- **Problema curto**
Na entrevista com Elena Poniatowska, quais mulheres notáveis cuja biografia ela escreveu são citadas pelo nome? Liste todas.

- **Trecho do texto**
(El País, 21/04/2014) No limiar de seus 82 anos, Elena Poniatowska fala de política, literatura e jornalismo. A escritora mexicana receberá o prêmio Cervantes na quarta-feira (23)
A escritora e jornalista Elena Poniatowska (Paris, 19 de maio de 1932) receberá na quarta-feira na Universidade de Alcalá de Henares, na Espanha, o Prêmio de Literatura Miguel de Cervantes, o mais prestigioso na língua espanhola. Filha de um príncipe polonês, Poniatowska é mais mexicana “que o mole”, em suas palavras, referindo-se a uma comida local. É a primeira autora mexicana a recebê-lo: o quinto prêmio para o México e a quarta mulher em seus 38 anos de história. Confessa que está nervosa. “Olha, melhor você ouvir para ver seu não vou dizer nenhuma barbaridade”, comenta.
Choveu na Cidade do México. A noite cai. Ela é miúda, pequena e loira. Guerita, em mexicano. Por trás do seu olhar curioso se esconde uma das melhores entrevistadoras do México e uma cronista resolvida, que escreveu a biografia de mulheres notáveis (Tina Modotti, Angelina Beloff, Leonora Carrington, e assim por diante para completar uma longa lista) e relatou um dos eventos mais difíceis na história do país: o assassinato de dezenas de estudantes – nunca se soube o número exato – nas mãos do governo do PRI em 2 de outubro de 1968 na Praça de Tlatelolco.
Não para de fazer perguntas, de se interessar por tudo. É uma escritora, é jornalista e é curiosa. E daí sua carreira, seu trabalho e seu prêmio.
Pergunta. Diego Rivera a chamou “polaquinha perguntadeira”. A senhora continua se considerando assim?
Resposta. Claro. Sempre continuarei sendo, sempre fui uma perguntadeira e continuarei sendo até que eu morra.
P. A senhora não gosta de ser chamada de Elenita.
R. Isso mesmo. Todo mundo… bom, nem todo mundo, mas muitas pessoas me chamam assim. E soa bastante infantil.
P. O México é o país do agorinha, que utiliza muitos eufemismos em seu dia a dia. A senhora acredita que os mexicanos têm medo das palavras?
R. Sim. Nós sempre terminamos as nossas frases com um “não?”, “certo?”… Estamos à procura de aquiescência, a aceitação do outro. “A casa está bonita, não?”. “Choveu muito forte hoje, não é?”. Sempre o outro tem que nos apoiar.
P. E falando de palavras, diria que o PRI, que governou o México ininterruptamente durante 70 anos, era uma ditadura, um regime autoritário?

- **Material coletado**
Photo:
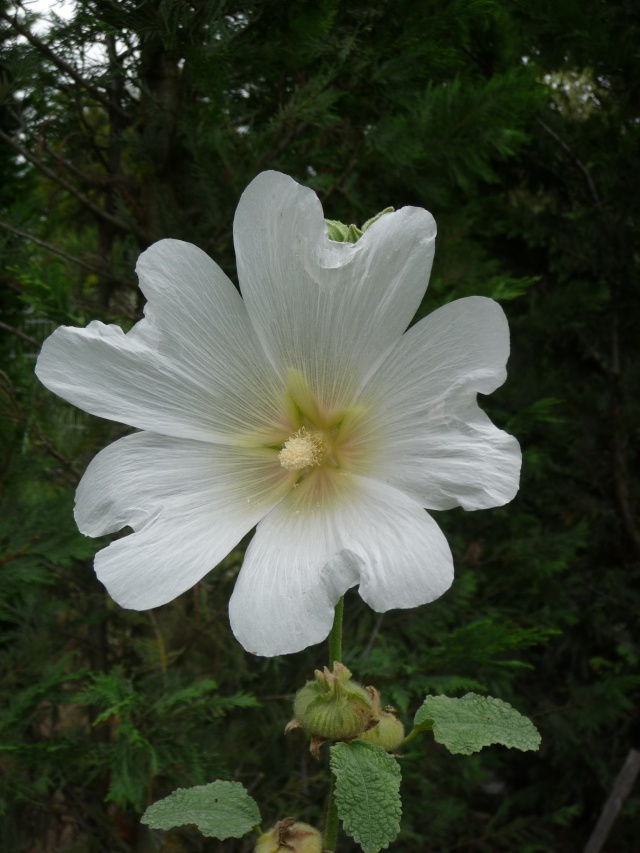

- **Exercício resolvido**
Tina Modotti, Angelina Beloff e Leonora Carrington.